Direction: Locate every line in the listing below that contains the word "headlight", and copy each of those lines in full.

Exercise inputs:
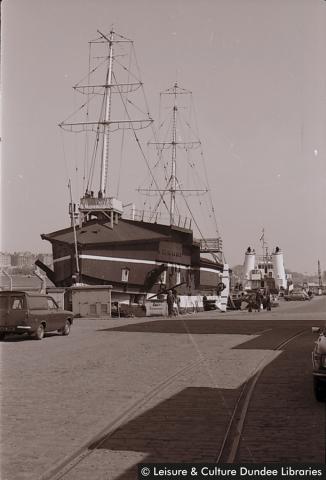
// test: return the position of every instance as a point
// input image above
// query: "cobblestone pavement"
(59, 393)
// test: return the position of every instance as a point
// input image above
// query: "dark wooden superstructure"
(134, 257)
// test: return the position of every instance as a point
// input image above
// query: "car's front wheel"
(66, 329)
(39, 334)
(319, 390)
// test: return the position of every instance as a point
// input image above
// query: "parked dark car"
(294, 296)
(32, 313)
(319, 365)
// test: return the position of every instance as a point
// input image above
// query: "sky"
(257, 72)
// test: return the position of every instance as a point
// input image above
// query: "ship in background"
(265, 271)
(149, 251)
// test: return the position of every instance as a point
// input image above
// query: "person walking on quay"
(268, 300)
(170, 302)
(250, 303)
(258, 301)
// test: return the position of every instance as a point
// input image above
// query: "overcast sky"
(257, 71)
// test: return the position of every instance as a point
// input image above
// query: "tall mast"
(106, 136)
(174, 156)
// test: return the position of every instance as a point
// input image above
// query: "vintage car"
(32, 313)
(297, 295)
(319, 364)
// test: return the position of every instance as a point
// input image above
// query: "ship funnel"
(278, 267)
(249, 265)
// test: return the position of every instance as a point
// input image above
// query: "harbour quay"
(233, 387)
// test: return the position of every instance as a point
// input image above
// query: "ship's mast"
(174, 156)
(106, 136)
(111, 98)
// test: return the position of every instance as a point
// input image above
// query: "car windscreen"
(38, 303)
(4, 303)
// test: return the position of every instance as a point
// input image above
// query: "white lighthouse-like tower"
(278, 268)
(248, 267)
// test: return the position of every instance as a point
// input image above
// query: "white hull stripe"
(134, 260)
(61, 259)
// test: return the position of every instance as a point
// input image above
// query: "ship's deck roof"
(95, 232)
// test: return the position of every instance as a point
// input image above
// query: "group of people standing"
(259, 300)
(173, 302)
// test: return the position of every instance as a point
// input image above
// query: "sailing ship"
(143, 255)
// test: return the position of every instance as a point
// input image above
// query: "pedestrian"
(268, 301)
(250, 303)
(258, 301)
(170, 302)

...

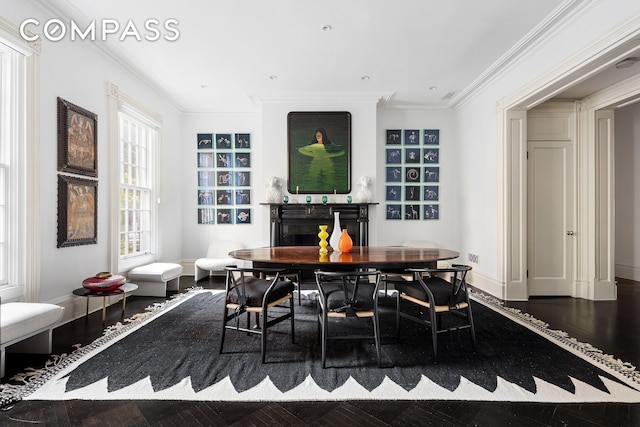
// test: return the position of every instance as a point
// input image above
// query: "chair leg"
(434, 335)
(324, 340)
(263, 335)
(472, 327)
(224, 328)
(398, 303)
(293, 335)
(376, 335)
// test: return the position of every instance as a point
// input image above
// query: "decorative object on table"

==

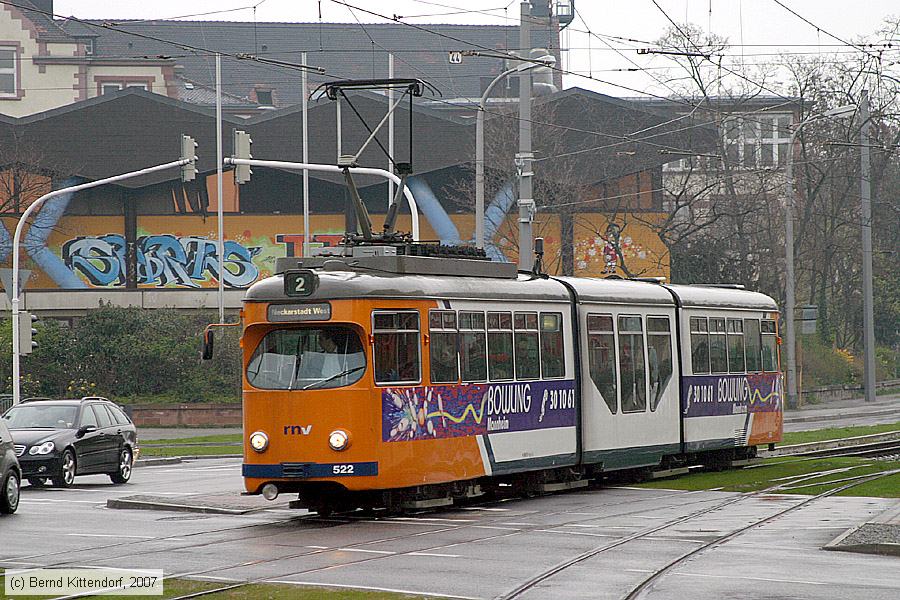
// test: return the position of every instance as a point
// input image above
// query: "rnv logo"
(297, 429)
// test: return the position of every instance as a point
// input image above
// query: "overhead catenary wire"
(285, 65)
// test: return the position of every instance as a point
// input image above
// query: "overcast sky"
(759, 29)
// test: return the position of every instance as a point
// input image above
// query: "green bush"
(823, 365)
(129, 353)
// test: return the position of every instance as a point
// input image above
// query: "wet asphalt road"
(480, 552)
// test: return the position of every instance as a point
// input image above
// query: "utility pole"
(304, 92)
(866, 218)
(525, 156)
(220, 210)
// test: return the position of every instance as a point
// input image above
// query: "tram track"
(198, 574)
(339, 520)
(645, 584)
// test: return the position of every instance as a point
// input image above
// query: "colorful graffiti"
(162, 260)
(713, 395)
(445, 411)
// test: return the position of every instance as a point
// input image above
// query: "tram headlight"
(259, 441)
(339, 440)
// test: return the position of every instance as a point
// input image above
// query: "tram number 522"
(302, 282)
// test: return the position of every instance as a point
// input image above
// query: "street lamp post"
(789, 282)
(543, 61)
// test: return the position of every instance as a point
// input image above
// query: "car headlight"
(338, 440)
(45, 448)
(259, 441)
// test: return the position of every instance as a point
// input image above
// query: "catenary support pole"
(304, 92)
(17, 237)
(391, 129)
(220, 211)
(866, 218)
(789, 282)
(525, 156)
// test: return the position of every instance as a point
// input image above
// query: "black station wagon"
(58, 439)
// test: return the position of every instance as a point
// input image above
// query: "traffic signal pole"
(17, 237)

Full output:
// query: "tram headlight"
// query: "car headlight"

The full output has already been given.